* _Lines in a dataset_
━━━━━━━━━━

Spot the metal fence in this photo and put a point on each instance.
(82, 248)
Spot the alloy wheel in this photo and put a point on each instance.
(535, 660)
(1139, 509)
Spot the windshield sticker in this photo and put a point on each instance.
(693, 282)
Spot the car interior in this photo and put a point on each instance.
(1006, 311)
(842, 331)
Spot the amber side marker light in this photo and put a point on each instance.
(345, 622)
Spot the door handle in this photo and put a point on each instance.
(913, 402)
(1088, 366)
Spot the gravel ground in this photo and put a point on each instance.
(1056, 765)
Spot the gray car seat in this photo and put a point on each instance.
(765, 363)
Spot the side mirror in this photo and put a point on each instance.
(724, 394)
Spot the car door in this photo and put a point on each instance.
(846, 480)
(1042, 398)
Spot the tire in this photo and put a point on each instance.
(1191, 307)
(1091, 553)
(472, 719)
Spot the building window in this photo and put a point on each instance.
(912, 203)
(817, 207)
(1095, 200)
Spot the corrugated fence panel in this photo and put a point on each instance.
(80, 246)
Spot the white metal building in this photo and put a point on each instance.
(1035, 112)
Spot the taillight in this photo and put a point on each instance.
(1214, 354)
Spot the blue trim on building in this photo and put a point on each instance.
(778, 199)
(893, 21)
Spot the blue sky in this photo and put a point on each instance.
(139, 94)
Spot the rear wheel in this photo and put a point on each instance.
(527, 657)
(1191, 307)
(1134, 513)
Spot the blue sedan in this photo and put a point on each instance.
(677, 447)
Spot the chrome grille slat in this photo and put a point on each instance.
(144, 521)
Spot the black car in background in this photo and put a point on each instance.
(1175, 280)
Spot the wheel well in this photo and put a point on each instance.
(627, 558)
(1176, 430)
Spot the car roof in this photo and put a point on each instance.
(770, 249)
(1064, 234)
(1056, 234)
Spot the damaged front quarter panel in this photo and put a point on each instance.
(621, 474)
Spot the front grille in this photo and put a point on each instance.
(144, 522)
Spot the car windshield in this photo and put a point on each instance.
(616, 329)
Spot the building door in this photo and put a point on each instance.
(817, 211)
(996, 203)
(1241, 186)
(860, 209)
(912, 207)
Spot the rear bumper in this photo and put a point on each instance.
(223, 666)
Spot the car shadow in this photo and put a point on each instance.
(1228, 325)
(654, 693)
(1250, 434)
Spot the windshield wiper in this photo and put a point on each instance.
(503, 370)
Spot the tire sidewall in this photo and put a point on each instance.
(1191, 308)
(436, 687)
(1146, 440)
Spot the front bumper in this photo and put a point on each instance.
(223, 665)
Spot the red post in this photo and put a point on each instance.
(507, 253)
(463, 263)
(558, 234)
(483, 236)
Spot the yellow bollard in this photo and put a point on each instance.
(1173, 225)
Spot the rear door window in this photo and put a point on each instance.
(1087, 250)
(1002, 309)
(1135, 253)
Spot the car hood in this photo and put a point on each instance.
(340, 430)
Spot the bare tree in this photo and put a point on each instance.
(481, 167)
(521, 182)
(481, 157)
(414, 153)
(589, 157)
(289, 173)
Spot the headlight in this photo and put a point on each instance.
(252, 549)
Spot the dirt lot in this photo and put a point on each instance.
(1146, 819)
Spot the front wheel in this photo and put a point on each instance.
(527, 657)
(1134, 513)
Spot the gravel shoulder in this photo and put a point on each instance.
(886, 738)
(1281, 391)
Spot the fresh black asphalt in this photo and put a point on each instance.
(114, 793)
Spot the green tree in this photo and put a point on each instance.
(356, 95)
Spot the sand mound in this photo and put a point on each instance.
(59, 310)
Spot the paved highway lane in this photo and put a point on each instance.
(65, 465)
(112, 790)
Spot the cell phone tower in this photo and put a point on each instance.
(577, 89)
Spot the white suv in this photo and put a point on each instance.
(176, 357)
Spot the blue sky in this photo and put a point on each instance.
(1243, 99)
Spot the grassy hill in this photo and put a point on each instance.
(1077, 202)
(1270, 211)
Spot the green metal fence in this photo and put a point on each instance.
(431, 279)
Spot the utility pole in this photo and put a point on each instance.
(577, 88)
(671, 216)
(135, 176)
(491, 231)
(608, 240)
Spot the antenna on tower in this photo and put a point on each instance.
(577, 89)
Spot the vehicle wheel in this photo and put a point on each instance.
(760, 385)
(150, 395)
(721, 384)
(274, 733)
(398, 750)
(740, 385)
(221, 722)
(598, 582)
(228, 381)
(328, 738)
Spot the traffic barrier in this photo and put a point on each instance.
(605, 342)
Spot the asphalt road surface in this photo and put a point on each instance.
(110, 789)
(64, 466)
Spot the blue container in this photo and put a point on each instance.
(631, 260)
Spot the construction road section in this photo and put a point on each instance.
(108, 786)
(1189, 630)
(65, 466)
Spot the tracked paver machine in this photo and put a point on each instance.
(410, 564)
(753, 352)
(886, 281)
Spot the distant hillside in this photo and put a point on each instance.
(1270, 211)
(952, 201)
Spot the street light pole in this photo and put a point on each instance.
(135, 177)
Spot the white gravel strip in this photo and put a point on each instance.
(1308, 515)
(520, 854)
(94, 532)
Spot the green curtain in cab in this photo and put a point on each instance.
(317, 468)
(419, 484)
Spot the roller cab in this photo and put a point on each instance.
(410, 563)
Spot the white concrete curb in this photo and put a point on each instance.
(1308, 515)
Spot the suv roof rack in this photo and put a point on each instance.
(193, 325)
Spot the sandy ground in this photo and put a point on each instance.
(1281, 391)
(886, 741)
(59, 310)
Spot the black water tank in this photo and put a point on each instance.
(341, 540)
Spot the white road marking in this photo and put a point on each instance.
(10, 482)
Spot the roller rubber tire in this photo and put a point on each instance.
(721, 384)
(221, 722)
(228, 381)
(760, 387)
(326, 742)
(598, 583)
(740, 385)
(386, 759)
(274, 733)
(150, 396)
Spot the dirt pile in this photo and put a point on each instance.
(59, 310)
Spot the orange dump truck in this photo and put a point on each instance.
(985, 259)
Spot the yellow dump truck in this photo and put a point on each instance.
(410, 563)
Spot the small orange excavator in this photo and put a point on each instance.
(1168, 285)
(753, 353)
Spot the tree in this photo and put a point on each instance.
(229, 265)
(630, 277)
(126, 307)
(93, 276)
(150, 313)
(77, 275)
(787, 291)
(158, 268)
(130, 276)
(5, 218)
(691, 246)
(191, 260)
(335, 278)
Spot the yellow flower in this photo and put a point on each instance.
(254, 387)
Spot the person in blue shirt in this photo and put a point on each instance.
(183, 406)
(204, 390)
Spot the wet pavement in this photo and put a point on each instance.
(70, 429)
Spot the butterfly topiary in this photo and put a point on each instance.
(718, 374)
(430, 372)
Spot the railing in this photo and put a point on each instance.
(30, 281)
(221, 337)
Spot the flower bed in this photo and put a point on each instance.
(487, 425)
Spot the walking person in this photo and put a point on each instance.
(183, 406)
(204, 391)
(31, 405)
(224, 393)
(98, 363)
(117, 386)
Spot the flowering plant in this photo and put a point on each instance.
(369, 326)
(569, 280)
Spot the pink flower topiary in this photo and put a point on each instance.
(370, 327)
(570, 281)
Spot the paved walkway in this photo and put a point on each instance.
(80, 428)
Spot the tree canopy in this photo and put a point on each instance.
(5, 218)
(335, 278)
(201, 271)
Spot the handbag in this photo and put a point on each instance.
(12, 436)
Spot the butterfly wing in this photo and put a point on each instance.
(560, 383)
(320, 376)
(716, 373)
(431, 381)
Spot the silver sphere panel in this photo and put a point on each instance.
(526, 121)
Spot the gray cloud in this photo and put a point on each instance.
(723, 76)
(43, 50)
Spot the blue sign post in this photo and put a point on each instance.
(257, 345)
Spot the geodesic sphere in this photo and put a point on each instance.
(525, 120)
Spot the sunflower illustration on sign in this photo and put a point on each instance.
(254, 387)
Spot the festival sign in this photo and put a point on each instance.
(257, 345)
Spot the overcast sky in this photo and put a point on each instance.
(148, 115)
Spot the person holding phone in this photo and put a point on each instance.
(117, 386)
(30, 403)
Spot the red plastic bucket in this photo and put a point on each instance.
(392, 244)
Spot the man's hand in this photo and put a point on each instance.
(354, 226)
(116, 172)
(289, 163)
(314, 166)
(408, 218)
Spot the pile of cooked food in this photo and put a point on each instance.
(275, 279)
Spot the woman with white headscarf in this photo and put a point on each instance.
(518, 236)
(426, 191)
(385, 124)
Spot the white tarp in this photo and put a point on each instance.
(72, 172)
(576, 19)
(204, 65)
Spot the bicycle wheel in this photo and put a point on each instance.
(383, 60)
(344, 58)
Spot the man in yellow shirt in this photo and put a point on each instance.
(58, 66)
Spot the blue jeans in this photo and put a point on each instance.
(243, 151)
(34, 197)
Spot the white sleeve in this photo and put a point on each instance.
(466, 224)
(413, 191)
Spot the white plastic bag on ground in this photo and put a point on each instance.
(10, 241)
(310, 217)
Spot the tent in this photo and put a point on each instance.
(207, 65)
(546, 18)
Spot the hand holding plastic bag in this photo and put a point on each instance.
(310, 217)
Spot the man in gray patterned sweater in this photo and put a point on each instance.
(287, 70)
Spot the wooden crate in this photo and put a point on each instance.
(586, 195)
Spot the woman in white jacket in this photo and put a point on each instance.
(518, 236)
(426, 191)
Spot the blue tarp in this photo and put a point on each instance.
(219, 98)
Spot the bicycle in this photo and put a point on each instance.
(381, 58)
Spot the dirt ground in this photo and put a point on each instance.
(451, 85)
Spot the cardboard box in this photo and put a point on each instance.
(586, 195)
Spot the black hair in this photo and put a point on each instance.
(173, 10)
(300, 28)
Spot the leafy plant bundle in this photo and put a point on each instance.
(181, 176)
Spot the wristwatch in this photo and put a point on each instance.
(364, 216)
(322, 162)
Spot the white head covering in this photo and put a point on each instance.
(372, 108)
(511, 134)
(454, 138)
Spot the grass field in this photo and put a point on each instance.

━━━━━━━━━━

* _REQUEST_
Update the lines starting with the one that contains "Spot the wristwatch" and continuing through the last line, replacing "white head covering" with "white headscarf" and leaving everything else unchanged.

* _WRITTEN SOLUTION_
Spot the wristwatch in this photo and put a point on each instance.
(364, 216)
(322, 162)
Spot the white headscarf in this photo and put a point on each instance.
(372, 108)
(511, 134)
(454, 138)
Spot the grass field in this photo and put a point on each instance.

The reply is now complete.